=== Short task ===
Render the part of the records that opens with the line containing "Guideline — for every instance of the curb, put" and runs through the end of the records as a JSON list of strings, one string per line, with blank lines omitted.

=== Available records ===
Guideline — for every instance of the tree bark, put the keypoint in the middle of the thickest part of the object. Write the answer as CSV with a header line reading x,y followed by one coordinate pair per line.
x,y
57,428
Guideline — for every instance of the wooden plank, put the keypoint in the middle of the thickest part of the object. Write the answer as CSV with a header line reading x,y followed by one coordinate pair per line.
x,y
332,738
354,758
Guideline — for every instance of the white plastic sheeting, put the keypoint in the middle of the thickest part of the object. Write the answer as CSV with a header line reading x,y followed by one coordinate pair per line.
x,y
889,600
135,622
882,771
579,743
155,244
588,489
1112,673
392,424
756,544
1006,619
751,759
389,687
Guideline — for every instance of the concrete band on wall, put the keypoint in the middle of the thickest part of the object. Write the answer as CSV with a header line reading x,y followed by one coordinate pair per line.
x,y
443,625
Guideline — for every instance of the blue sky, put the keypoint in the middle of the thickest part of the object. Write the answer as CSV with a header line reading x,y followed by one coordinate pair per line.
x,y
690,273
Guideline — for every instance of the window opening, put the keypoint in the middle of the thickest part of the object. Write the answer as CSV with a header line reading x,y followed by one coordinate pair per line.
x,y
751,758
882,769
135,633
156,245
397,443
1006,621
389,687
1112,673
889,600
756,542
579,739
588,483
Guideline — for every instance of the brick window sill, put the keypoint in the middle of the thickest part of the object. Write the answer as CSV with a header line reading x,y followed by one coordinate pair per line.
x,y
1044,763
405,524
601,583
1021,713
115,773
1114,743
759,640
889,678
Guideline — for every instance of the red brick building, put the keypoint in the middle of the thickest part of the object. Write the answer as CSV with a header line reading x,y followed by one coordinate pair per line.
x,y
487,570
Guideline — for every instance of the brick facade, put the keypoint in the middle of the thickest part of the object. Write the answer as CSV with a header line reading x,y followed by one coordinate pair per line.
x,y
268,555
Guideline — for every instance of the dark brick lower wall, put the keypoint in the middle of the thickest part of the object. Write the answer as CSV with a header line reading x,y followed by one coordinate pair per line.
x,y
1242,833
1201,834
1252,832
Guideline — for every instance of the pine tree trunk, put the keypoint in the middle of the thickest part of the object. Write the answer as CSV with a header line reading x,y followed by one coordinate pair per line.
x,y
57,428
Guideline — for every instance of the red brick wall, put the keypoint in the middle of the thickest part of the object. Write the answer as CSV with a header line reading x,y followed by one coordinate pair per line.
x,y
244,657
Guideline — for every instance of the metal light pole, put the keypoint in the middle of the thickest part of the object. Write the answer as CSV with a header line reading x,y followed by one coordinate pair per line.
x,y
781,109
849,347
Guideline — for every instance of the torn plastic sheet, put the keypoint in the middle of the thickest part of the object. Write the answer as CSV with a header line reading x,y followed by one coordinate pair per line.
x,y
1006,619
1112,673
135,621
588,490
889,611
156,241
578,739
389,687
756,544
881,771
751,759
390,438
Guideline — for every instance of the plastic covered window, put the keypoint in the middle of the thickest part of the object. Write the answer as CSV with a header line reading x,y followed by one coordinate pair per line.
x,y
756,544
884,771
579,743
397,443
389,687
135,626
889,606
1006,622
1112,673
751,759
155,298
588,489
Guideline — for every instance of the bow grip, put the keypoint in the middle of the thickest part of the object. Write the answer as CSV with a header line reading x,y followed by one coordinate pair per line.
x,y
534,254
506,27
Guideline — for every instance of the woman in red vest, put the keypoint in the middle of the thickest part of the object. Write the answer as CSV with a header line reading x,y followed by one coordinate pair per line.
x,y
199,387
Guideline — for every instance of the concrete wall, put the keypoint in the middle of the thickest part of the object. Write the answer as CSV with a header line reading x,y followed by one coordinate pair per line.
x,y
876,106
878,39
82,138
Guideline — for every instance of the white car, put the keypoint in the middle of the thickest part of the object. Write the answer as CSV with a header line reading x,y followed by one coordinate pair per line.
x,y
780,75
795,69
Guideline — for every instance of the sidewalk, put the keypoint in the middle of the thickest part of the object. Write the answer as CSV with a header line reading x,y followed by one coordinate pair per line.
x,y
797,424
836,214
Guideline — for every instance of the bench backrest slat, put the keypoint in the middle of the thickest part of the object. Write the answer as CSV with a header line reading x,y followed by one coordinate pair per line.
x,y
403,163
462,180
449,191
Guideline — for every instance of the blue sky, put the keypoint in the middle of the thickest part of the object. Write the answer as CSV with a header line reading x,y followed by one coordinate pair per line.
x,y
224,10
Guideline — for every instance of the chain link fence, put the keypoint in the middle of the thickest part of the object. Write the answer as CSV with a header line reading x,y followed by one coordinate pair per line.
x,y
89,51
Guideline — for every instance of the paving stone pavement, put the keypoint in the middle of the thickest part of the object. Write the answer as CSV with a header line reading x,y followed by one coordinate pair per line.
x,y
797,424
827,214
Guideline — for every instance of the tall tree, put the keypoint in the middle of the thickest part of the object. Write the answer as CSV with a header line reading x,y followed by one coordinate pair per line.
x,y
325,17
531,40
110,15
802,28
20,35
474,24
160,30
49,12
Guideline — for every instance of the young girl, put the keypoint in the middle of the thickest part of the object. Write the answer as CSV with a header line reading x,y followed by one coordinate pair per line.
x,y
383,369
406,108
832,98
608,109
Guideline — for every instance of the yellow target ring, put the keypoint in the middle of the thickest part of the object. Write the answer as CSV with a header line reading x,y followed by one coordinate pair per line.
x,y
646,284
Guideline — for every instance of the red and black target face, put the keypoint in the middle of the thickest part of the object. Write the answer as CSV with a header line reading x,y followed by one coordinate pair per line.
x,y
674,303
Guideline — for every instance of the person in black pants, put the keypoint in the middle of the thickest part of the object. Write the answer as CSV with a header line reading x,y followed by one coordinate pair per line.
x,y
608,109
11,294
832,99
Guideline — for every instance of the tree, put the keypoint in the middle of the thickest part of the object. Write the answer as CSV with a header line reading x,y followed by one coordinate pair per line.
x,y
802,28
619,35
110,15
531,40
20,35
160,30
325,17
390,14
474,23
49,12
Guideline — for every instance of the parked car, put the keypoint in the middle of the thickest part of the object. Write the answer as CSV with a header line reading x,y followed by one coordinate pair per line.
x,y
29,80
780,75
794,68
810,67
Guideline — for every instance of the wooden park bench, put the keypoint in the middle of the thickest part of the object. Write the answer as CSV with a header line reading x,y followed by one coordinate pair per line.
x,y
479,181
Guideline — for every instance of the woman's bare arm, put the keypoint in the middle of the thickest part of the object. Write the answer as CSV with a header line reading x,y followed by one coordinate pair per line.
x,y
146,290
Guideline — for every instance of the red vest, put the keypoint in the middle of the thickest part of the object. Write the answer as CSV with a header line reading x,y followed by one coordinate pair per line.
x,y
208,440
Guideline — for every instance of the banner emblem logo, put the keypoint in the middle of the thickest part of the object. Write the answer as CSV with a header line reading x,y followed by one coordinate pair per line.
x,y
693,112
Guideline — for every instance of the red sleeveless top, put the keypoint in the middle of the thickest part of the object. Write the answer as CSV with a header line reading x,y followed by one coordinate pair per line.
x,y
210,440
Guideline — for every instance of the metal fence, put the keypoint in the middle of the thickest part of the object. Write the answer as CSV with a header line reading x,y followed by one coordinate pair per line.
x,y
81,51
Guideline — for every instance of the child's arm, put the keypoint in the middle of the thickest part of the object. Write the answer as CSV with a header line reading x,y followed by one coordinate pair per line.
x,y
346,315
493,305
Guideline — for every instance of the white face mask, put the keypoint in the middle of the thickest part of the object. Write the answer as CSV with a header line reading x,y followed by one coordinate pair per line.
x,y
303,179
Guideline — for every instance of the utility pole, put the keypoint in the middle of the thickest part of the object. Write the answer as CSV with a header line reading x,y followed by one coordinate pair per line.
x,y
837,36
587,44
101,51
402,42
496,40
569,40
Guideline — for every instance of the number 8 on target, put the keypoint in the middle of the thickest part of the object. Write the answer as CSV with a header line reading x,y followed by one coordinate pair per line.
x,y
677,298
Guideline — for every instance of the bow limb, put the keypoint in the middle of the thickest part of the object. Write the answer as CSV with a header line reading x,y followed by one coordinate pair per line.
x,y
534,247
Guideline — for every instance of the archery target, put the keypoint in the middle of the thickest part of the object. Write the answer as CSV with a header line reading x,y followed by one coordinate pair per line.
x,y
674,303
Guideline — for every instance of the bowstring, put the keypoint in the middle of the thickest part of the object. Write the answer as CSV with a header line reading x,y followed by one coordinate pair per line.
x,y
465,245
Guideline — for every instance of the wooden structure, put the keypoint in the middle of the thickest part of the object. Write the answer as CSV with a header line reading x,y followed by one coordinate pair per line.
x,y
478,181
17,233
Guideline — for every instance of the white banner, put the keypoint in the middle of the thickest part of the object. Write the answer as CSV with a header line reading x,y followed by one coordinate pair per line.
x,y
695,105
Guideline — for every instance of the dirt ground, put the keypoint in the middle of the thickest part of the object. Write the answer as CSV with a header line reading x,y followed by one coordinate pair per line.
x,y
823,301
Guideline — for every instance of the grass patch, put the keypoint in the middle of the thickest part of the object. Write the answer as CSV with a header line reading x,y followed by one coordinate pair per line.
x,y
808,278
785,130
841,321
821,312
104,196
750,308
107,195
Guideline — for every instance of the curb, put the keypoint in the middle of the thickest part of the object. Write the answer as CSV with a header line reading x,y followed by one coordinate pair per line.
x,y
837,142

=== Expected answer ===
[
  "Guideline — for every instance of the curb, put the keypoint in the middle of the thickest part of the object. Write the answer as CSV with a header line reading x,y followed by one coordinate pair per line.",
  "x,y",
  "837,142"
]